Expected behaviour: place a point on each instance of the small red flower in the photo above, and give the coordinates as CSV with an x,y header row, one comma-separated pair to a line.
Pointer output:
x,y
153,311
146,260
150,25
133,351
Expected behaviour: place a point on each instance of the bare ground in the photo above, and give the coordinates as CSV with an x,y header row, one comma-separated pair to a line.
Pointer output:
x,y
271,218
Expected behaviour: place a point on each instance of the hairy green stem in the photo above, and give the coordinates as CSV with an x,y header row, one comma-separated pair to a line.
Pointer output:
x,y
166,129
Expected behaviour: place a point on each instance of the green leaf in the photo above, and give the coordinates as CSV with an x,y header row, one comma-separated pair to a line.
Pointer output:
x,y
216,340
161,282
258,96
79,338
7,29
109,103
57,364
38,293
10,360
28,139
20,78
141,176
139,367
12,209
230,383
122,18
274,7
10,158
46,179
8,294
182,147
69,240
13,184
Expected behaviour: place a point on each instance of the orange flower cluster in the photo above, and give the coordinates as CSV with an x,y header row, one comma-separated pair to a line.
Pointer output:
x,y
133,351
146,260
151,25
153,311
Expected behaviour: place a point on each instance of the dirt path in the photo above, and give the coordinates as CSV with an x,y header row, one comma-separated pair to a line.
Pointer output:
*****
[EXERCISE DETAILS] Turn every line of the material above into a numbered list, one line per item, and leave out any blank lines.

[OUTPUT FOR THIS EXERCISE]
1. Expected behaviour: place a point on each instance of the small red flower in the photo above, and give the coordinates as CSV with an x,y header row, one comma-separated pair to a line.
2. Pointer output:
3. x,y
4. 153,311
5. 146,260
6. 150,25
7. 133,351
8. Expected behaviour: place a point on each instance of the bare ground in the photo above, and give the coordinates as CSV with an x,y header row, one comma-separated pair to a line.
9. Pointer output:
10. x,y
11. 271,218
12. Expected behaviour: place a point on each instance of the hairy green stem in the photo above, and give the coordinates as CSV with an x,y header row, one comma-separated pair to a line.
13. Pointer output:
14. x,y
15. 166,129
16. Expected behaviour: place a point on each instance of the green leaf in the photo above, and give the coordinates as CSV with an x,y header row, one comma-separated pair to a line.
17. Pointer output:
18. x,y
19. 216,340
20. 161,282
21. 258,96
22. 79,338
23. 7,29
24. 109,103
25. 57,364
26. 38,293
27. 10,360
28. 28,139
29. 20,78
30. 141,176
31. 139,367
32. 12,209
33. 230,383
34. 122,18
35. 274,7
36. 10,158
37. 46,179
38. 8,294
39. 182,147
40. 69,240
41. 13,184
42. Expected behaviour: place a point on each instance of the orange flower cluster in the photo above, and give the coordinates as CSV with an x,y header row, one comma-separated pair to a line.
43. Pointer output:
44. x,y
45. 133,351
46. 146,260
47. 151,25
48. 153,311
49. Expected behaviour: place a point on each instance of the dirt path in the photo above, and give the coordinates as CSV with an x,y header row, one comma-separated pair to a line.
50. Pointer output:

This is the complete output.